[SUPPLIED PASSAGE]

————

[ Back to Sprockit home page ]

What's different about Sprockit?

Sprockit differs from other ETL process control approaches in two principal areas – decentralised process handling and resource-based dependency management – each of which brings advantages for managing ETL processes:

Although Sprockit execution is overseen by a single process manager, the process manager itself is not responsible for the execution of ETL processes. Instead, the process manager creates and monitors a pool of independent process handlers running in parallel. Each process handler selects processes for execution from the list of Ready processes.

The process manager is the stored procedure sprockit.usp_ProcessManager, running in a SQL Server Agent job1). The SP loops indefinitely, inspecting the process list for Ready processes at each iteration. If any are found, and if fewer handlers are running than the configured maximum, the manager creates and starts a new handler. The process manager does not explicitly allocate the ready process to the new handler; instead the handler itself inspects the process list for any ready process – the process manager uses the existence of Ready processes merely as an indicator that more handler capacity may be required.

————

[SHORT PROBLEM] For each statement below, state whether it agrees with the Sprockit page above, answering yes or no and quoting the deciding words of the page: (a) The process manager is itself responsible for executing ETL processes. (b) The process manager runs in a SQL Server Agent job. (c) The process manager assigns each Ready process to the new handler it creates.

[SUPPLIED INFORMATION]

————

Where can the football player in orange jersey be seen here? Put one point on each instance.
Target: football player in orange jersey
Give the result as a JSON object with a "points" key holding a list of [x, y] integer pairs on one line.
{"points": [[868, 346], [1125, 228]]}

————

[ANSWER IN FULL]
(a) No: "the process manager itself is not responsible for the execution of ETL processes."
(b) Yes: "The process manager is the stored procedure sprockit.usp_ProcessManager, running in a SQL Server Agent job."
(c) No: "The process manager does not explicitly allocate the ready process to the new handler."